*Exercise material*.

____

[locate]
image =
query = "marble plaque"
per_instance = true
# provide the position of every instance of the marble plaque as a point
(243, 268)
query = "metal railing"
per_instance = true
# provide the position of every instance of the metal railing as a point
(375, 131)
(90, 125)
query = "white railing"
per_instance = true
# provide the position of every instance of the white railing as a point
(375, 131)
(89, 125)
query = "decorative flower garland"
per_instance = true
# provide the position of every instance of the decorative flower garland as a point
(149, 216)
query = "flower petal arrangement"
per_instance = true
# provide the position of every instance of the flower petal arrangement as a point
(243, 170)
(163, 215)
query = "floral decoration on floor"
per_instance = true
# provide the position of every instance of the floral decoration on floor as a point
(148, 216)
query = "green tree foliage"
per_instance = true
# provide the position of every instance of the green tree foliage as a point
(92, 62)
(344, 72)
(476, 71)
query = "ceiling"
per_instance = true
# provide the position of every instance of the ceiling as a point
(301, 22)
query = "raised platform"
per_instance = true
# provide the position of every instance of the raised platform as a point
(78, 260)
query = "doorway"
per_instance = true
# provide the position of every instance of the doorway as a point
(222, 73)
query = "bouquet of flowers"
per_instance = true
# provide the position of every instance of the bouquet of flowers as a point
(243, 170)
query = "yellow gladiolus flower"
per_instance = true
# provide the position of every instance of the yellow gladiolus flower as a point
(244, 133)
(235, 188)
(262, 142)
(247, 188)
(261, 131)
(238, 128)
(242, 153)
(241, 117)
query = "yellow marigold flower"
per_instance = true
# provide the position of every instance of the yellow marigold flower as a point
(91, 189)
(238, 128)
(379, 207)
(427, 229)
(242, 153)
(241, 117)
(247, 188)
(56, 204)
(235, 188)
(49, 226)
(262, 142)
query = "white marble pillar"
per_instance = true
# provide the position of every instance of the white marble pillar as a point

____

*What the task requires*. Repeat the material, keeping every word exactly as it is.

*Output of the task*.
[locate]
image =
query = "marble plaque"
per_instance = true
# provide the position of every instance of the marble plaque as a point
(243, 268)
query = "metal railing"
per_instance = true
# provide the position of every instance of the metal railing as a point
(375, 131)
(90, 125)
query = "white railing"
per_instance = true
# provide the position of every instance of the white railing as a point
(375, 131)
(89, 125)
query = "decorative flower garland"
per_instance = true
# provide the position of every instance of the decorative flower garland as a point
(149, 216)
query = "flower petal arrangement"
per_instance = true
# provide the position of every instance of the flower petal arrangement as a point
(243, 170)
(163, 215)
query = "floral decoration on floor"
per_instance = true
# provide the position of every instance of the floral decoration on floor as a point
(148, 216)
query = "green tree foliage"
per_instance = true
# provide the position of every instance of the green tree foliage as a point
(92, 62)
(344, 72)
(476, 71)
query = "ceiling"
per_instance = true
# provide the position of every instance of the ceiling as a point
(301, 22)
query = "raised platform"
per_instance = true
# provide the position of every instance of the raised platform as a point
(78, 260)
query = "doorway"
per_instance = true
# provide the position of every instance of the doorway as a point
(222, 73)
query = "bouquet of flowers"
per_instance = true
# provide the position of every instance of the bouquet of flowers as a point
(243, 170)
query = "yellow gladiolus flower"
per_instance = true
# provide the position of every instance of the yellow gladiolus flower as a point
(244, 133)
(235, 188)
(262, 142)
(247, 188)
(261, 131)
(238, 128)
(242, 153)
(241, 117)
query = "yellow marigold flower"
per_instance = true
# provide the position of every instance of the yellow marigold flower as a point
(91, 189)
(238, 128)
(379, 207)
(427, 229)
(242, 153)
(241, 117)
(247, 188)
(56, 204)
(235, 188)
(49, 226)
(262, 142)
query = "white marble pillar"
per_instance = true
# provide the position of every instance of the white marble pillar as a point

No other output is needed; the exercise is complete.